WHAT THE EXERCISE ASKS = From the line containing "the cabinet door" down to the last line of the material, return those lines verbatim and only those.

RECORDED DATA =
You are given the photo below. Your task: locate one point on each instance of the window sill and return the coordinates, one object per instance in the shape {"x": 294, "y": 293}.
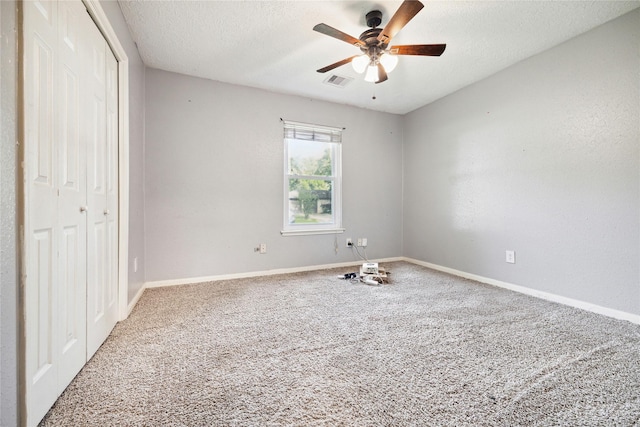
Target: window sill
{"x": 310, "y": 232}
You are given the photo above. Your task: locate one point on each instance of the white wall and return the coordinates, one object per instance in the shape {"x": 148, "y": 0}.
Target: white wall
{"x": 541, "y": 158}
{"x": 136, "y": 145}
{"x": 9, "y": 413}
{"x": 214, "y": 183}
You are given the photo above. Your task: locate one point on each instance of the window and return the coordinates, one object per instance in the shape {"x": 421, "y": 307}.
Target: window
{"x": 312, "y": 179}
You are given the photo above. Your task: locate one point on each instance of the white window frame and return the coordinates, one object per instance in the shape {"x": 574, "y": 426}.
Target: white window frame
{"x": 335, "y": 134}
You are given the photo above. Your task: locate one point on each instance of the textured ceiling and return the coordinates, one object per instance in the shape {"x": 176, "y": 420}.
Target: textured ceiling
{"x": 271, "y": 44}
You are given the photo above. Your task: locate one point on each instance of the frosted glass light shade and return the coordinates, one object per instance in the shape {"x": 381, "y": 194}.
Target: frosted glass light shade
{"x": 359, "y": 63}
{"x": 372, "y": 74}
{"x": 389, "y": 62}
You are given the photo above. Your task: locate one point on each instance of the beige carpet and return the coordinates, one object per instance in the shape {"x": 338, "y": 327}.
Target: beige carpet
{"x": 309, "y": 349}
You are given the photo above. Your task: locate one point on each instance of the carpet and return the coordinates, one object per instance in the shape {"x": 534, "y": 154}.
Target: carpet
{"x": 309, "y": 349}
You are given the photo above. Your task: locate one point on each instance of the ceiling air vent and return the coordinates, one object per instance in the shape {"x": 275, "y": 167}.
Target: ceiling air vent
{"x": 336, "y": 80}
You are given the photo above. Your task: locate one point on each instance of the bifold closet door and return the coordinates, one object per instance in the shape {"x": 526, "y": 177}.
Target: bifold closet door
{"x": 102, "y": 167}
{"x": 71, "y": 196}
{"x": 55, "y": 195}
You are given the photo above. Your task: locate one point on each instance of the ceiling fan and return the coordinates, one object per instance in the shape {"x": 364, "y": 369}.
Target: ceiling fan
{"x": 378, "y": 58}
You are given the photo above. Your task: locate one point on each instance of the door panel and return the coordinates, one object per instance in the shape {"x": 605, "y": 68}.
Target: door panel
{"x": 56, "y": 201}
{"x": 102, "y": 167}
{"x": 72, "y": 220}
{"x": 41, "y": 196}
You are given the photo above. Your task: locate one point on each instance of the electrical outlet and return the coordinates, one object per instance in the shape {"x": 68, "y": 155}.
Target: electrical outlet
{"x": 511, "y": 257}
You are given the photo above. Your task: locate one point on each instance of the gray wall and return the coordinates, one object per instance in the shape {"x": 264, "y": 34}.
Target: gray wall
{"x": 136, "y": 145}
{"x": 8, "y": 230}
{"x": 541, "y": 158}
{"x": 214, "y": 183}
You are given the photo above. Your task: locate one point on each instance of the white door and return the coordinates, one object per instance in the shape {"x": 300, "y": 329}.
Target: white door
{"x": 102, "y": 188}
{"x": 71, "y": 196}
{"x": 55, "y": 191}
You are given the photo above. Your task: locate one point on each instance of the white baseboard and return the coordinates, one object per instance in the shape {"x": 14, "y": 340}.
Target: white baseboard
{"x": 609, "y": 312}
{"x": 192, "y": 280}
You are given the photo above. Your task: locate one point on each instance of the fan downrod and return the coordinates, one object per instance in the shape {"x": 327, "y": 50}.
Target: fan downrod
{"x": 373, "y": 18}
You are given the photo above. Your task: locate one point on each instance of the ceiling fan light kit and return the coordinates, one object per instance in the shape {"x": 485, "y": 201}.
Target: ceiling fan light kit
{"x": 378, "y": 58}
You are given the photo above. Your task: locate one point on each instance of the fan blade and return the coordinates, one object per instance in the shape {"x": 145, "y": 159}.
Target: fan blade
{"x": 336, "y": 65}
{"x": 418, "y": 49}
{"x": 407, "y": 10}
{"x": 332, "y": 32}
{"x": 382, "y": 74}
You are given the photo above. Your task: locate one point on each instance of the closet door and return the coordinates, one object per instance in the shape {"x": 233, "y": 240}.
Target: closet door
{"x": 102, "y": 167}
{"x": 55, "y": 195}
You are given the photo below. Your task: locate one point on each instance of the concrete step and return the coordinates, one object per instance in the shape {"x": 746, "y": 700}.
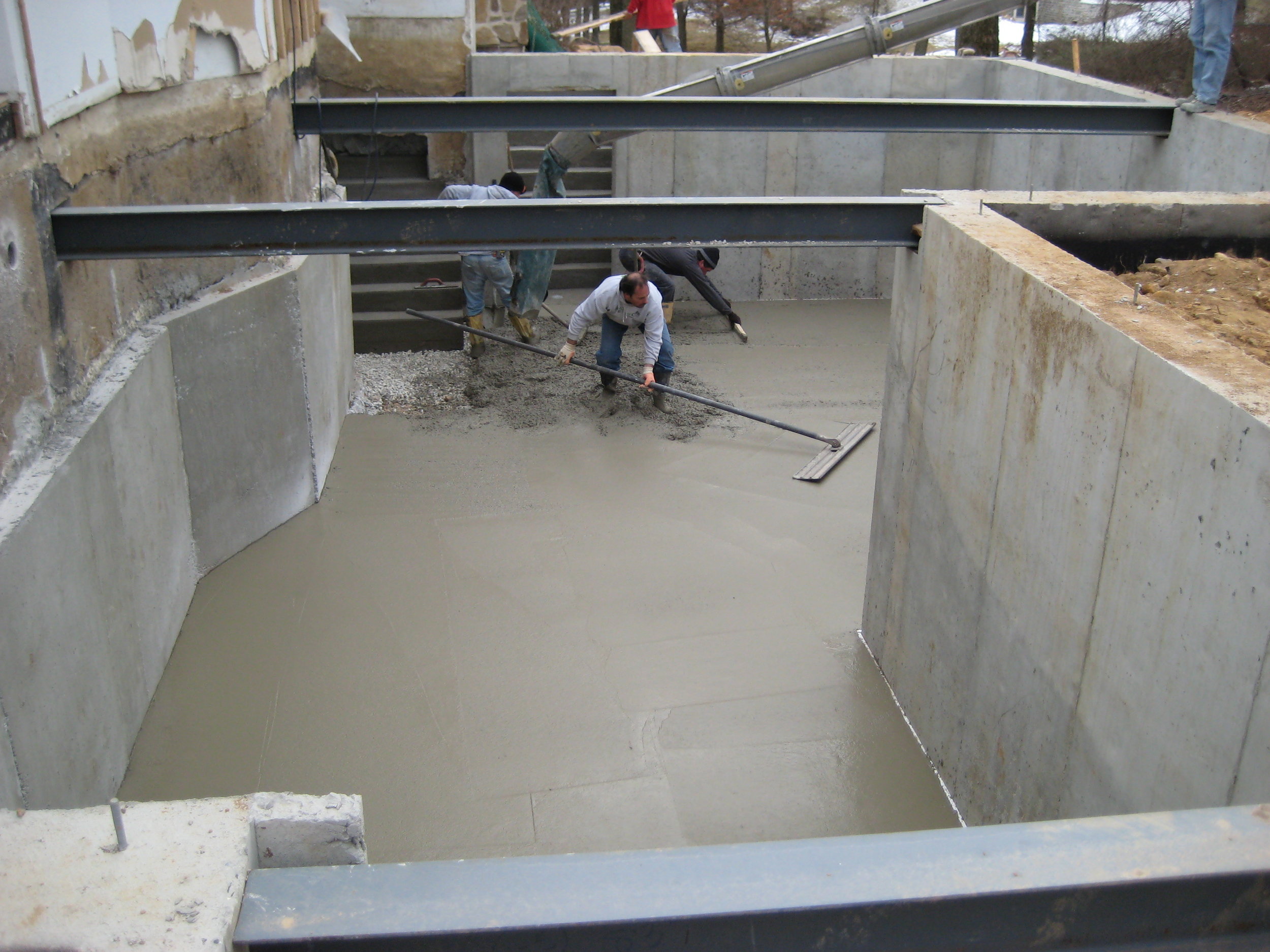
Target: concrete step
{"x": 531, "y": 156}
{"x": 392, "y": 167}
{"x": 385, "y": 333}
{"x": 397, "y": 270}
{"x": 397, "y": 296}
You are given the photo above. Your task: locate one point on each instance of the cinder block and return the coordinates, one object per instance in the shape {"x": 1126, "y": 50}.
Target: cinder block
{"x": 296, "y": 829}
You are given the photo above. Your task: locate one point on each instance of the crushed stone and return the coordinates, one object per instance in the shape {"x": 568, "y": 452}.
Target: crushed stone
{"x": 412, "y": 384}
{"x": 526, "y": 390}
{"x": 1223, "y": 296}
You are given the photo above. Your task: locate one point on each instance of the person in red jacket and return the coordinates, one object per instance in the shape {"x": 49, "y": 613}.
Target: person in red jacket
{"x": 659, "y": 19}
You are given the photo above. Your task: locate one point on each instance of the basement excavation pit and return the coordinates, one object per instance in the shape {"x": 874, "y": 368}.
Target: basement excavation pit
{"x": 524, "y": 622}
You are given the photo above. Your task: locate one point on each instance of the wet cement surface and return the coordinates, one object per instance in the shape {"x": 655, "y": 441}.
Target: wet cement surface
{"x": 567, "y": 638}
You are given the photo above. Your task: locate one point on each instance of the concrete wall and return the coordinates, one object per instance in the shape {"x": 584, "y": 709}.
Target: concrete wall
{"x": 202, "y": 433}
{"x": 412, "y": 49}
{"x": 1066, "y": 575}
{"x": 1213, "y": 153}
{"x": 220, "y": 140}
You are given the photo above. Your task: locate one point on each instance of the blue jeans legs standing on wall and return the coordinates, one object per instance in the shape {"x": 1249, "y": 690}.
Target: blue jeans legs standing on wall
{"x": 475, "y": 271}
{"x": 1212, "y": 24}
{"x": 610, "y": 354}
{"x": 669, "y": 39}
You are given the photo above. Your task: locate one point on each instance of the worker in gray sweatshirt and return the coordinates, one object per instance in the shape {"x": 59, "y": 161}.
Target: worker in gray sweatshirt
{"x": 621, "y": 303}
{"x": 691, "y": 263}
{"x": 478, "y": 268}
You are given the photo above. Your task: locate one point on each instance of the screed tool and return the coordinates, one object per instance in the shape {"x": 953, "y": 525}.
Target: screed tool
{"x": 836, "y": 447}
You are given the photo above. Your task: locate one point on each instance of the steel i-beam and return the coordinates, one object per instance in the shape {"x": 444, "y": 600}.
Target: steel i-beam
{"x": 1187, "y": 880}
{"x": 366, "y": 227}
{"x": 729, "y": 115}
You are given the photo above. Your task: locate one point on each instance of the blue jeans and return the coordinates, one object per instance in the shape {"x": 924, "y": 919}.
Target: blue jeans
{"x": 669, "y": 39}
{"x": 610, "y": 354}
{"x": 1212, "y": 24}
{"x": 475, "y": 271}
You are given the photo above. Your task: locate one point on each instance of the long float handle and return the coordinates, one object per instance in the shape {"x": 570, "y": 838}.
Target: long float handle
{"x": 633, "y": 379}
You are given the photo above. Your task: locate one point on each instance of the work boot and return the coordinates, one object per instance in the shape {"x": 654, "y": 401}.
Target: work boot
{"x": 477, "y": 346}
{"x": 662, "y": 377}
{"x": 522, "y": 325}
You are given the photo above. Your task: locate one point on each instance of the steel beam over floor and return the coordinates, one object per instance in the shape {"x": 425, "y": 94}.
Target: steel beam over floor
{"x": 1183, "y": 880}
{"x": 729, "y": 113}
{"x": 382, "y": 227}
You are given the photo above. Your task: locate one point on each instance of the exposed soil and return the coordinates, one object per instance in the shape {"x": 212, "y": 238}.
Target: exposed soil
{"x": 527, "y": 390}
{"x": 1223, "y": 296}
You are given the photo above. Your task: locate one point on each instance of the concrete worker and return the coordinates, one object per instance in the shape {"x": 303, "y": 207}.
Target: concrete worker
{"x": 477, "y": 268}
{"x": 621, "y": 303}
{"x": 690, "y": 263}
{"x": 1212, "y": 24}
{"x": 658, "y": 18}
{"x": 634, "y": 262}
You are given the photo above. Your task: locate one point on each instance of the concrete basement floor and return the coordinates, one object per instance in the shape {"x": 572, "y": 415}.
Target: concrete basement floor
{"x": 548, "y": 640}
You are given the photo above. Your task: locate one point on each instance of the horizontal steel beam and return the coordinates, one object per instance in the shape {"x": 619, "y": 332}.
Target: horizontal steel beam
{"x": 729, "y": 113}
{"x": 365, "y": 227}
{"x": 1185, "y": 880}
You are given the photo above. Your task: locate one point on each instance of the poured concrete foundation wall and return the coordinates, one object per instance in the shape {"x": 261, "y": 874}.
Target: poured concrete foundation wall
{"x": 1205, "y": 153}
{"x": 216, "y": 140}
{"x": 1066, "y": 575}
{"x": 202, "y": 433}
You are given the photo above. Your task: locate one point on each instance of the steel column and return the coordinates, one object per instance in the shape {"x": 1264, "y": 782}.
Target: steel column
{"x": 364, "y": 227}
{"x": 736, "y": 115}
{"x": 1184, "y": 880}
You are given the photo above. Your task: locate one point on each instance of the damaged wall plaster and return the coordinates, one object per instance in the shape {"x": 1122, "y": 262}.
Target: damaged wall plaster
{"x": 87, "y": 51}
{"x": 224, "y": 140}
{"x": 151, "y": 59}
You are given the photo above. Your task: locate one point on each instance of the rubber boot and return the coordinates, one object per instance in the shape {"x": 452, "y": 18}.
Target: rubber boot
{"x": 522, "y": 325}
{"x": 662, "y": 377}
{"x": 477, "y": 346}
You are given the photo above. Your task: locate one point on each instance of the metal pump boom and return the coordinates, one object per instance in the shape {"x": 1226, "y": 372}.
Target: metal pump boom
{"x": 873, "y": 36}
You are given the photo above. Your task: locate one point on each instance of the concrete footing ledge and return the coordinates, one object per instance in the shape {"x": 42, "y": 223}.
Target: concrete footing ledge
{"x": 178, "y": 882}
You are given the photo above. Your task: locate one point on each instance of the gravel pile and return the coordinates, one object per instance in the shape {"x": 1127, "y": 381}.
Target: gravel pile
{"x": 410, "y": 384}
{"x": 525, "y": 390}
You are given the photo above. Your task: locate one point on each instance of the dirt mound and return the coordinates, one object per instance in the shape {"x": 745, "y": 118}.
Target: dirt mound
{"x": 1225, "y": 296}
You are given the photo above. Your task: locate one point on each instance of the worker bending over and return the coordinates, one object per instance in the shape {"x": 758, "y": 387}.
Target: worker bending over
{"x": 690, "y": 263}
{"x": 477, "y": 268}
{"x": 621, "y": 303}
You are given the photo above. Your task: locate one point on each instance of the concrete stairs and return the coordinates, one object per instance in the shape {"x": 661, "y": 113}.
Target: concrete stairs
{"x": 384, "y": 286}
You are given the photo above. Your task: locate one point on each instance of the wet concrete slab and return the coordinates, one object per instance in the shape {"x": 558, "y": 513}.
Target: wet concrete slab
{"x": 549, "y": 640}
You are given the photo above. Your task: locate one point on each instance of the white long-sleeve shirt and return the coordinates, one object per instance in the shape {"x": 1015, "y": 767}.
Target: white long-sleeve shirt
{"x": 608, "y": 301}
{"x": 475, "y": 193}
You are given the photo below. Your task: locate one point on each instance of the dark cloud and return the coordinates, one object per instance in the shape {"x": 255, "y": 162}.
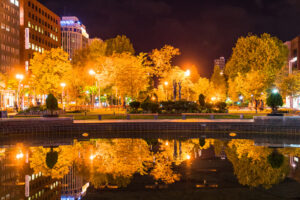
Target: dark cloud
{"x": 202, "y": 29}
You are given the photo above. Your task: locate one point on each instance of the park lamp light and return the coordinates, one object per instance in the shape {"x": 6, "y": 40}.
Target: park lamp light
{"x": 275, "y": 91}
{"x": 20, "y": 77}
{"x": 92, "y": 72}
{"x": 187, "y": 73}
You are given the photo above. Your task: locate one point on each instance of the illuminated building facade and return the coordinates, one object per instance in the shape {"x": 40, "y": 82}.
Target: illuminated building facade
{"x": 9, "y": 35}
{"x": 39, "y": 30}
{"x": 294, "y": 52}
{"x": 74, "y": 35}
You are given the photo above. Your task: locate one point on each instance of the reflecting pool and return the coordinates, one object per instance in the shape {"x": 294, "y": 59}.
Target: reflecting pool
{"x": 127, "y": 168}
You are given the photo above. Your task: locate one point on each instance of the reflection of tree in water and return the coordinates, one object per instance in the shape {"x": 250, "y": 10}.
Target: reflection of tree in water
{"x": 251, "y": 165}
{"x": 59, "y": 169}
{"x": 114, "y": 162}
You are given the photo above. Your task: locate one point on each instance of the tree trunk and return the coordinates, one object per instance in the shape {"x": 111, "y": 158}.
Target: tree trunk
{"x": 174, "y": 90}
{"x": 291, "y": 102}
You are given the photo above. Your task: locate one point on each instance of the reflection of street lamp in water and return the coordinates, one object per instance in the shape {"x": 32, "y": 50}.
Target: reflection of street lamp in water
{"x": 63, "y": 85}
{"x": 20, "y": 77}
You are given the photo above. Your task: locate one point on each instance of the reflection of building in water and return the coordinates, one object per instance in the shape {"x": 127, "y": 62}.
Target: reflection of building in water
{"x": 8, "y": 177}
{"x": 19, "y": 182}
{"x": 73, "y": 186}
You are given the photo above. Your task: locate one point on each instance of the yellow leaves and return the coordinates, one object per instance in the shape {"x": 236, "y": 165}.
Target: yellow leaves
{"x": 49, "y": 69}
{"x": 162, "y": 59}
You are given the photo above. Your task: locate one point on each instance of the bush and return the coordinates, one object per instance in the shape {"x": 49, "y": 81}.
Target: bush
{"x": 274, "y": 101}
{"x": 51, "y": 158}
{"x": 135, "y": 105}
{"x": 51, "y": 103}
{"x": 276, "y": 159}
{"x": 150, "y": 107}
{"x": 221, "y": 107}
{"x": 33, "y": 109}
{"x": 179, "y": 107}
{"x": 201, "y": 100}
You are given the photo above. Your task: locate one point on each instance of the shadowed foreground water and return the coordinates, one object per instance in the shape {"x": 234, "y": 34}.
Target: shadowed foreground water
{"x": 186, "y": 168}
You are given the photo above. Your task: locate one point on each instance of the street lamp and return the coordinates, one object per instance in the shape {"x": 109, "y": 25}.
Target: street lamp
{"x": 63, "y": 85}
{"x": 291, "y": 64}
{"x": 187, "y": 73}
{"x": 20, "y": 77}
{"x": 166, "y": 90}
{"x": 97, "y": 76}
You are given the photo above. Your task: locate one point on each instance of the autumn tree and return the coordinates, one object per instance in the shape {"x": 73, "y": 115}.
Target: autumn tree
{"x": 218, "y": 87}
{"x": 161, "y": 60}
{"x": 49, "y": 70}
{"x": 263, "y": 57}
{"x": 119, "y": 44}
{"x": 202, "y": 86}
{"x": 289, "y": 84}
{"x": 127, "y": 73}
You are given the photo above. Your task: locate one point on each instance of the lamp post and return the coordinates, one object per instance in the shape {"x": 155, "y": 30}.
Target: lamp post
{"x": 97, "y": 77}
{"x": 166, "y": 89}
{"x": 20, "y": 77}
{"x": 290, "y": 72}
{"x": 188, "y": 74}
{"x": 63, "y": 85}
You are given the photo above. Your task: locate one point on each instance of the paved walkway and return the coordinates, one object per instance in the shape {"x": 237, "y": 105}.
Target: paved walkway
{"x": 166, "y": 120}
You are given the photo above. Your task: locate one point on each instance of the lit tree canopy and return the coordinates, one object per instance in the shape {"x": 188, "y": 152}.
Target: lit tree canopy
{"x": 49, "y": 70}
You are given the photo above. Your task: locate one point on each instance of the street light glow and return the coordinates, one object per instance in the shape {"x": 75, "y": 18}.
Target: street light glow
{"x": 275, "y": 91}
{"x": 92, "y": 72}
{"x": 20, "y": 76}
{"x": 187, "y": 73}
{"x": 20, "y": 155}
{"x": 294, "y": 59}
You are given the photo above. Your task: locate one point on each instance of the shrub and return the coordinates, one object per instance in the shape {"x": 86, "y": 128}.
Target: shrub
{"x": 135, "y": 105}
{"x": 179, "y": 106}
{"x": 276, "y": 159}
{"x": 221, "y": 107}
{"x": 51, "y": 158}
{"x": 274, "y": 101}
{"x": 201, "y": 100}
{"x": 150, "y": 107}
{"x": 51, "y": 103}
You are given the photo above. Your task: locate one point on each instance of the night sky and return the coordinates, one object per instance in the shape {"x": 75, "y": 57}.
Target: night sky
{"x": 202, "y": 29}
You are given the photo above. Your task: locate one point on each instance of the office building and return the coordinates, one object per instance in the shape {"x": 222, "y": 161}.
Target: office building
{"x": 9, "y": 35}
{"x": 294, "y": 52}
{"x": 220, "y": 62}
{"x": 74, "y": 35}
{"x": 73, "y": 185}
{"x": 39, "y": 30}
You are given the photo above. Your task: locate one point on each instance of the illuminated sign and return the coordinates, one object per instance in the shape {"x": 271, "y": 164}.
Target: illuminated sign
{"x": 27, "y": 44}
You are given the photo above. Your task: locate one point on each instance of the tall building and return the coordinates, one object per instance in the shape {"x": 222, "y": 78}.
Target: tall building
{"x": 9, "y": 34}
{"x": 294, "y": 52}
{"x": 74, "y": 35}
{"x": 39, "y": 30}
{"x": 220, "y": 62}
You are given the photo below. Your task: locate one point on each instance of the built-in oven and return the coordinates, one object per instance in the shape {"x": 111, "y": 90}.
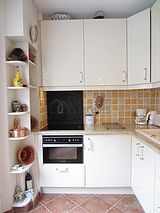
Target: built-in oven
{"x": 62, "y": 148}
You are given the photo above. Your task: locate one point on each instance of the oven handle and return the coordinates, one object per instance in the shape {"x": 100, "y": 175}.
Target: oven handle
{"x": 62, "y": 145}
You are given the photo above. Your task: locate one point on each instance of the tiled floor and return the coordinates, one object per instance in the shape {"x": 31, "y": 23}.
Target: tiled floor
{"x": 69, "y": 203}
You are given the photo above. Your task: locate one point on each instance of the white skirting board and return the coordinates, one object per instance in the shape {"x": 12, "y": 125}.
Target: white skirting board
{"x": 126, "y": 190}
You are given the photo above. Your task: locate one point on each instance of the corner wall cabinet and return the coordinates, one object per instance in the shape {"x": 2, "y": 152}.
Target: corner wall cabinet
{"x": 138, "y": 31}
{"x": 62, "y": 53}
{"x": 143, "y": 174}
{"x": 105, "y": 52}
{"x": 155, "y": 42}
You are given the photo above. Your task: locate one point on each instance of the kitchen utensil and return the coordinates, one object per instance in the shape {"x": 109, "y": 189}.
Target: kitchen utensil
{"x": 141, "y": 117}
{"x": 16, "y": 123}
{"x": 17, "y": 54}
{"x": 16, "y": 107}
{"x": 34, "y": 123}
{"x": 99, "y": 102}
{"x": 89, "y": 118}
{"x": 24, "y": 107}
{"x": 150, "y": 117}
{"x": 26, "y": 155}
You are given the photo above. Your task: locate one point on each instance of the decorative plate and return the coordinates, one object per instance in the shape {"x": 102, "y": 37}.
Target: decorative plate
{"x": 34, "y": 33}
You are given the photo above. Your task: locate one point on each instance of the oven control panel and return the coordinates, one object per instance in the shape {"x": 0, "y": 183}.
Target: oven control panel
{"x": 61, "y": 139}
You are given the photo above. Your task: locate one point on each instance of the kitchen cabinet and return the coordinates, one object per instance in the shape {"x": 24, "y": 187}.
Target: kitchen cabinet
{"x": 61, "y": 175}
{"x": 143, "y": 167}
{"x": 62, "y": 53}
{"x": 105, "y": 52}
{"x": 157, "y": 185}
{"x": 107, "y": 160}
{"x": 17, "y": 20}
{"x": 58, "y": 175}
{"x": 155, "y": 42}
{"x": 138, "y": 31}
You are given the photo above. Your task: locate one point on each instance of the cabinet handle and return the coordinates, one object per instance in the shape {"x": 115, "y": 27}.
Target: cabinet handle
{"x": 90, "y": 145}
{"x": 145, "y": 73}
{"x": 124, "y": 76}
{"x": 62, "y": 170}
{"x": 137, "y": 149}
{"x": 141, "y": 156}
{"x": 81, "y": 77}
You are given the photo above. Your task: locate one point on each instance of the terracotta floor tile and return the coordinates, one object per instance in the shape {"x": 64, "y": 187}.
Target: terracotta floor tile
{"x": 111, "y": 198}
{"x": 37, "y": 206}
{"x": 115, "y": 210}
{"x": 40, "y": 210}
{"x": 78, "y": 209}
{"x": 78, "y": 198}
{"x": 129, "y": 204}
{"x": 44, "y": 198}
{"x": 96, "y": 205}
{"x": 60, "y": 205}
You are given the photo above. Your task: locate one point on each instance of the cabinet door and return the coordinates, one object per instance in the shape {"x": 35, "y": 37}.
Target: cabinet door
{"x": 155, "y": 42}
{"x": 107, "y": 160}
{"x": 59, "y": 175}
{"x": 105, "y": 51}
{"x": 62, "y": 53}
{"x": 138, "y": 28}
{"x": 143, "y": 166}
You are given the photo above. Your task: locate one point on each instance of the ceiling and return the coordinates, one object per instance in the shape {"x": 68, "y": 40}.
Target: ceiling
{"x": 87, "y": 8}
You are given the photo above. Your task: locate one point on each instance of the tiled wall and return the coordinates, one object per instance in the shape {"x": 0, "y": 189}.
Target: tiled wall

RESULT FOR THIS TASK =
You are given the photo above. Your task: locate one point on each instance of the cabinet door and return the coordinates, one object per instance in the shape {"x": 35, "y": 37}.
Target: cabinet door
{"x": 155, "y": 42}
{"x": 107, "y": 160}
{"x": 59, "y": 175}
{"x": 105, "y": 51}
{"x": 62, "y": 53}
{"x": 138, "y": 28}
{"x": 143, "y": 166}
You are given the photo above. Your task: locate one point on each instance of the ceiling and return the coordinates, one object per instance in the shape {"x": 68, "y": 40}.
Target: ceiling
{"x": 87, "y": 8}
You are given the photo above. Your task: locate one point on each instance of the tiled wall and return the coordinates, one object per instance in the shape {"x": 0, "y": 189}.
Target: tiled wall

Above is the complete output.